## EXERCISE DIRECTIONS
Please gather every line from the entries below that contains the string "clicks". Treat case as significant.

[Dataset entries]
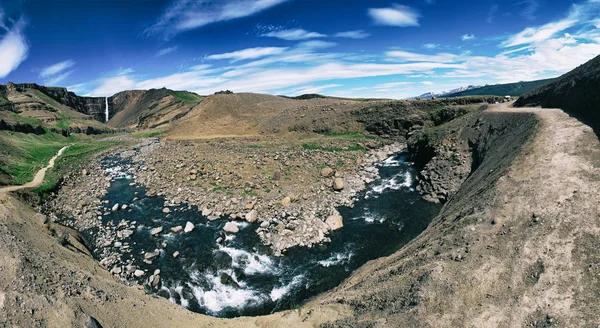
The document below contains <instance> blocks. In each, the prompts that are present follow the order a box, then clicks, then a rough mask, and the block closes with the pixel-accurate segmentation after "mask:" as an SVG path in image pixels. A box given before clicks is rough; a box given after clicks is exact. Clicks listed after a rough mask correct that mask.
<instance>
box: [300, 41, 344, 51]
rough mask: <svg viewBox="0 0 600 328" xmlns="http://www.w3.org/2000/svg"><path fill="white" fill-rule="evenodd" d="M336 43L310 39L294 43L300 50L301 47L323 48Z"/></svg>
mask: <svg viewBox="0 0 600 328" xmlns="http://www.w3.org/2000/svg"><path fill="white" fill-rule="evenodd" d="M336 45H337V43H335V42H329V41H321V40H312V41H305V42H300V43H298V44H297V45H296V48H298V49H301V50H302V49H307V50H311V49H325V48H331V47H335V46H336Z"/></svg>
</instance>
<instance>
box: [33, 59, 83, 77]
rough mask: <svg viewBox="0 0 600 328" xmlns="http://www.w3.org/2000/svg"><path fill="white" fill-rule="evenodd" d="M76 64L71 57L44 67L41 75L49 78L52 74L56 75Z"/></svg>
mask: <svg viewBox="0 0 600 328" xmlns="http://www.w3.org/2000/svg"><path fill="white" fill-rule="evenodd" d="M74 65H75V62H74V61H72V60H70V59H69V60H65V61H61V62H59V63H56V64H53V65H50V66H47V67H44V68H43V69H42V71H41V72H40V77H41V78H48V77H50V76H52V75H56V74H58V73H60V72H62V71H64V70H66V69H69V68H71V67H73V66H74Z"/></svg>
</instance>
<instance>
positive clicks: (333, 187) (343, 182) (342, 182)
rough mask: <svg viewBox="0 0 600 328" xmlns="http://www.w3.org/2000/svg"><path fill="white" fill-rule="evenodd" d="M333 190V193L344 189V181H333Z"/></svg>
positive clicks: (343, 180)
mask: <svg viewBox="0 0 600 328" xmlns="http://www.w3.org/2000/svg"><path fill="white" fill-rule="evenodd" d="M332 187H333V190H335V191H340V190H342V189H344V180H342V178H335V179H333V186H332Z"/></svg>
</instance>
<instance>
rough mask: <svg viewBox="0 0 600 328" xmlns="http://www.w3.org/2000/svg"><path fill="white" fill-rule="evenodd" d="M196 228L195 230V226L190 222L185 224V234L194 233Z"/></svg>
mask: <svg viewBox="0 0 600 328" xmlns="http://www.w3.org/2000/svg"><path fill="white" fill-rule="evenodd" d="M194 228H195V226H194V224H193V223H192V222H190V221H188V222H186V223H185V229H183V231H184V232H185V233H188V232H192V230H194Z"/></svg>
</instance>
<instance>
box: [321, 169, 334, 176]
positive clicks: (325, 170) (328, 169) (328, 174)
mask: <svg viewBox="0 0 600 328" xmlns="http://www.w3.org/2000/svg"><path fill="white" fill-rule="evenodd" d="M332 175H333V169H332V168H330V167H325V168H323V169H321V176H322V177H324V178H329V177H330V176H332Z"/></svg>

## REPLY TO THE TASK
The document below contains <instance> blocks. In each, the prompts that are present follow the order a box, then clicks, then a rough mask, and the block closes with the pixel-accurate segmentation after "mask:" as an SVG path in image pixels. A box given before clicks is rough; a box given after clicks is exact. Clicks listed after a rough mask correct that mask.
positive clicks: (333, 187) (343, 182) (342, 182)
positive clicks: (343, 180)
positive clicks: (325, 170) (328, 169) (328, 174)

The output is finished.